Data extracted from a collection
====
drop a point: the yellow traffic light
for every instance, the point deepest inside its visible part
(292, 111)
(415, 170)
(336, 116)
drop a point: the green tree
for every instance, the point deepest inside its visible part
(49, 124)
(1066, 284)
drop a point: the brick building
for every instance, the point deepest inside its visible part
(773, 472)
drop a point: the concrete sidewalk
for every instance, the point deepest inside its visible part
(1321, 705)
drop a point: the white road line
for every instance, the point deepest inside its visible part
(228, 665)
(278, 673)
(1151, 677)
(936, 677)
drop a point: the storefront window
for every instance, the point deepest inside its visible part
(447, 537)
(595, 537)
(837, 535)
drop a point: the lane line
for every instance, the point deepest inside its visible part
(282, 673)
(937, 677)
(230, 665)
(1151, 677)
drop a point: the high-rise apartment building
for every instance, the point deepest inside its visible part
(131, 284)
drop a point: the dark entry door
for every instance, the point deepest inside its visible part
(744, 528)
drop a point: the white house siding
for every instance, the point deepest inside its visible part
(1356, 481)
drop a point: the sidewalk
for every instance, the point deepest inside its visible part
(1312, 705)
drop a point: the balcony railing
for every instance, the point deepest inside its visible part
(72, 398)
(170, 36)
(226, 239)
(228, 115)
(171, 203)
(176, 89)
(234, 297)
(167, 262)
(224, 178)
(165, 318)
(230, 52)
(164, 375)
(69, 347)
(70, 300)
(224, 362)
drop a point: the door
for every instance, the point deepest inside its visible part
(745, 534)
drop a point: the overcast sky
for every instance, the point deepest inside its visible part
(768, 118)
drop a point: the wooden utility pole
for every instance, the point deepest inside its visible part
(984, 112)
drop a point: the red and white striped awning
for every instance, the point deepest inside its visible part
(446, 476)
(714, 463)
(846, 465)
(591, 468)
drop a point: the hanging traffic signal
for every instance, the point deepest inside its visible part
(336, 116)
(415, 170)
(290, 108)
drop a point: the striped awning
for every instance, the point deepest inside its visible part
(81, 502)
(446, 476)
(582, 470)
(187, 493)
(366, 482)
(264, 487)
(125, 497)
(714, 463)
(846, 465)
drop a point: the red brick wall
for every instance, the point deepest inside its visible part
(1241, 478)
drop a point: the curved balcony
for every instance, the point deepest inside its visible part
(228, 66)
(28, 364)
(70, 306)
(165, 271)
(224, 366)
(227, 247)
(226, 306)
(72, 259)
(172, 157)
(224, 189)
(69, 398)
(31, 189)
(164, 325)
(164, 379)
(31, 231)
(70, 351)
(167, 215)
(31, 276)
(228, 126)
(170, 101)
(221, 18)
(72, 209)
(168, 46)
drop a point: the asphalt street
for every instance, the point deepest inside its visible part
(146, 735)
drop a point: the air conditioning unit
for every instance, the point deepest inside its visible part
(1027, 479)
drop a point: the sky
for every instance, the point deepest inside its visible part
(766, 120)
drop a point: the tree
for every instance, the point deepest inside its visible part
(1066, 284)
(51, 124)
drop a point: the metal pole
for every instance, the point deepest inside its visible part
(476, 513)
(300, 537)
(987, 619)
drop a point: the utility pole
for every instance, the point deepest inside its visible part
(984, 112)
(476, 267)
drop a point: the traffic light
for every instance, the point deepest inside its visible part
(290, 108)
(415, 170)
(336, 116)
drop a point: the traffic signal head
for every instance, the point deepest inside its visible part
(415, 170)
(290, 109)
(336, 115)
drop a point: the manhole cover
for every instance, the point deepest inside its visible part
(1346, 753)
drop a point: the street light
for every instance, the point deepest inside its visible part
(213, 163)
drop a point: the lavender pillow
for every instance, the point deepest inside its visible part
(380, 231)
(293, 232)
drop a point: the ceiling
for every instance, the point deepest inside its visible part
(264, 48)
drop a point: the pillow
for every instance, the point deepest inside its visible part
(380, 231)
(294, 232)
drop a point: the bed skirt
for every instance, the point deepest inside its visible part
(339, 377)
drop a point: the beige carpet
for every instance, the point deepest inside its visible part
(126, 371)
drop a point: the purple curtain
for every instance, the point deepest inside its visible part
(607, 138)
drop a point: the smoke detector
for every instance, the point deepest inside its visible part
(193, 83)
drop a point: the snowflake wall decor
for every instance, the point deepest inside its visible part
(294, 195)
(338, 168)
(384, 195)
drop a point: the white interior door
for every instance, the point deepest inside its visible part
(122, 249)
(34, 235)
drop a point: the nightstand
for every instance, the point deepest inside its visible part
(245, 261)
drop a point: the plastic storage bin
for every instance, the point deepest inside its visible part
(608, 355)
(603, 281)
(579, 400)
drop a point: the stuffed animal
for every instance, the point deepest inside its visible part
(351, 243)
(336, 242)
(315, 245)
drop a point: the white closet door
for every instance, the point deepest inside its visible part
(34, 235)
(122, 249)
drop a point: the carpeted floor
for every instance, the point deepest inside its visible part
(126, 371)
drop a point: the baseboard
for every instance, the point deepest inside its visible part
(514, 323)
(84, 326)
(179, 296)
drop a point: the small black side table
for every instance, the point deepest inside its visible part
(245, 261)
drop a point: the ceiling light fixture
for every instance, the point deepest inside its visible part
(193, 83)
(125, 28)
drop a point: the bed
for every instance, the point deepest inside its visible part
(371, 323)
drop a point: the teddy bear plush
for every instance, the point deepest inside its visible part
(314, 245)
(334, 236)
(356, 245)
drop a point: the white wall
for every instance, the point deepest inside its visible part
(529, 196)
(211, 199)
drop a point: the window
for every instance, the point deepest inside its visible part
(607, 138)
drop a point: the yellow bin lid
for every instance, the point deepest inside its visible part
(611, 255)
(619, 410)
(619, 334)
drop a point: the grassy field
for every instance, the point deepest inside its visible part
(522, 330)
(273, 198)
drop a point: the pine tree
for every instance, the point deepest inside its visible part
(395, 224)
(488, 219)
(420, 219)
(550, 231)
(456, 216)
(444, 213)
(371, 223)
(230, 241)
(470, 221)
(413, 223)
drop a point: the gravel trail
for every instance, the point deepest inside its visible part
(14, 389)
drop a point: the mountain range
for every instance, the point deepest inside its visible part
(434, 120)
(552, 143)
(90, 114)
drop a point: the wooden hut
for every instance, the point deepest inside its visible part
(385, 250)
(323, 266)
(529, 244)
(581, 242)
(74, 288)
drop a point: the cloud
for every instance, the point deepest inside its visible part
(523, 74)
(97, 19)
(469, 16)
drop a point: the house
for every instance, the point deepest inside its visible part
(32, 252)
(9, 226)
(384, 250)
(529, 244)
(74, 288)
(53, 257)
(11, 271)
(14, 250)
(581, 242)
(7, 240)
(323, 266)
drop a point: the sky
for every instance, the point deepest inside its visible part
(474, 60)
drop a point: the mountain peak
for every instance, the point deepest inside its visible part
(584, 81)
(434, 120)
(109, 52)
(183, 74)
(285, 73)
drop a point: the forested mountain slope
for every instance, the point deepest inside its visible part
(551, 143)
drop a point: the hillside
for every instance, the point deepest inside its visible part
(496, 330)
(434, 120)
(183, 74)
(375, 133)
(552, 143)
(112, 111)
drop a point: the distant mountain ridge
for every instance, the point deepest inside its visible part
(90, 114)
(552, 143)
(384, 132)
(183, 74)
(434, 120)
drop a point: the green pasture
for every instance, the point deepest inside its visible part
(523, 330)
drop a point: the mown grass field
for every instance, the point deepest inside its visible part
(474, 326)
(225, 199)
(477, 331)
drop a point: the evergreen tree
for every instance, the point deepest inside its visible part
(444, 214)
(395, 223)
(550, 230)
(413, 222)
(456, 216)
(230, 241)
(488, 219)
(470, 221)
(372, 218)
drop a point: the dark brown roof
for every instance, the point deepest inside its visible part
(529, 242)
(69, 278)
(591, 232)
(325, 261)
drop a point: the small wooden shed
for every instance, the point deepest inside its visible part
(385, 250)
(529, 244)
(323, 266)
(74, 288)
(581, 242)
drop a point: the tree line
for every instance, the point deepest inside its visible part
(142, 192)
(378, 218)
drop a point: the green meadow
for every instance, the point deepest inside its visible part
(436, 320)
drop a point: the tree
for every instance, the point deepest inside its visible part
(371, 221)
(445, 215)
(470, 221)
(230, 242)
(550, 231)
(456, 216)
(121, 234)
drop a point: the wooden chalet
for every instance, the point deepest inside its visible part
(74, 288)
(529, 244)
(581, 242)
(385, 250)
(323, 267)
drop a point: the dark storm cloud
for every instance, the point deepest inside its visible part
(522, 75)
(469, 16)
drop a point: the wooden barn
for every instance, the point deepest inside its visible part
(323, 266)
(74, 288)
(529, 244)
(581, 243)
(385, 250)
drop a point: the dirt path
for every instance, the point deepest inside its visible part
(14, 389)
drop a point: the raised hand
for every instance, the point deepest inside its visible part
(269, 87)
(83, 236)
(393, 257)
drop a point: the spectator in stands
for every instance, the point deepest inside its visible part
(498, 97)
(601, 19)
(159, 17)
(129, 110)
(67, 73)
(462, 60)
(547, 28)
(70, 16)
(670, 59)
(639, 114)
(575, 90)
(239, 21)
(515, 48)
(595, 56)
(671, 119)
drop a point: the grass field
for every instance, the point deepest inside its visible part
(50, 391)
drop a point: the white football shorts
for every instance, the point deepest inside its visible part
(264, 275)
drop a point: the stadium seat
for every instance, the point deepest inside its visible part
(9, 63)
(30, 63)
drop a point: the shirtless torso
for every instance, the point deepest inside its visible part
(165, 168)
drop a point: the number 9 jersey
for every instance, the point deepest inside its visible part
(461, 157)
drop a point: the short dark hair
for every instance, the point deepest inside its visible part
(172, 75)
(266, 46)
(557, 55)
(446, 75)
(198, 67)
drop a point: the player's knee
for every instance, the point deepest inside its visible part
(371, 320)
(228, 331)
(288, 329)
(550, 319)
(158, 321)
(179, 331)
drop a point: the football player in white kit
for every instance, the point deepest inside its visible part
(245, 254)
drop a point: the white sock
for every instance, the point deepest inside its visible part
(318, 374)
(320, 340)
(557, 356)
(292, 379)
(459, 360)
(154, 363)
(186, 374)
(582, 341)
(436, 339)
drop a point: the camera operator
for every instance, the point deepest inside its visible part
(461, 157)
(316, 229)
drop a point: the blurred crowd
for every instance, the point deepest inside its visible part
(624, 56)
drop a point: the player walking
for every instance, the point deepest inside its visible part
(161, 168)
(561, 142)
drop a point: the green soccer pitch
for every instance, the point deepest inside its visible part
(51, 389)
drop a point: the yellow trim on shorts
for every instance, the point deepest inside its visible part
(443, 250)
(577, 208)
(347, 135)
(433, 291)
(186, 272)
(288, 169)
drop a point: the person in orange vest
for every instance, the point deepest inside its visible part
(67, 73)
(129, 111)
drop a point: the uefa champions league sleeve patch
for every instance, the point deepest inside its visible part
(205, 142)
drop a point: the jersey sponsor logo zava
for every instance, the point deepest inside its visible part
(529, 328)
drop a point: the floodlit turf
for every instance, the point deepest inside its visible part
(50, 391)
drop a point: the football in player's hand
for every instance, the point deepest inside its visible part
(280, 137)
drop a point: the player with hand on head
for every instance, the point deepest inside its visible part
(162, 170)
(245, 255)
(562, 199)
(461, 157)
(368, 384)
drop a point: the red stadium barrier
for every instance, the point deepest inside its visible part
====
Task to carry out => Repeat the lines from the one containing "drop a point: the short dark hair" through the end of the listing, exactly and without any other lines; both ends are included.

Exercise result =>
drop a point: the short dark hair
for every instance, the point deepest inside its visible part
(172, 75)
(266, 46)
(557, 55)
(446, 75)
(198, 67)
drop a point: the player's knee
for every instance, the point deepest inside its visible part
(371, 320)
(228, 331)
(288, 329)
(550, 319)
(158, 321)
(179, 331)
drop a point: the football player in white kit
for every instance, the point deepest inside its visible part
(245, 254)
drop a point: the white sock
for every instance, the point deepest inside its visible part
(318, 374)
(320, 340)
(557, 356)
(292, 379)
(459, 360)
(154, 363)
(186, 374)
(582, 341)
(436, 339)
drop a point: the camera operator
for every instance, the point deepest inside its visible part
(461, 157)
(316, 229)
drop a point: the blurred crowd
for every instance, the point deepest inside its visible part
(624, 56)
drop a point: the player walking
for every instance, the point deepest inside its visible part
(161, 168)
(561, 142)
drop a point: the green soccer pitch
for every instance, the point deepest inside its visible part
(51, 389)
drop a point: the yellow trim on shorts
for every instance, the point deepest inside its visible part
(443, 250)
(577, 208)
(347, 135)
(433, 291)
(186, 272)
(288, 169)
drop a point: the person in orange vest
for every instance, the point deepest inside its visible part
(67, 73)
(129, 111)
drop a point: the uefa champions league sleeve patch
for every instance, the point deepest inside its visible part
(205, 142)
drop a point: the jersey sponsor logo zava
for every instance, the point deepest inside its visible part
(529, 328)
drop a point: the floodlit turf
for every instance, the point deepest inside its visible part
(50, 391)
drop a point: the football in player's hand
for every instance, the point deepest inside its visible part
(280, 137)
drop a point: the player with hand on head
for every instance, the point deepest inside its visible part
(162, 170)
(245, 255)
(562, 199)
(461, 157)
(368, 384)
drop a point: the red stadium barrier
for every instance, the point deepest inside its visible part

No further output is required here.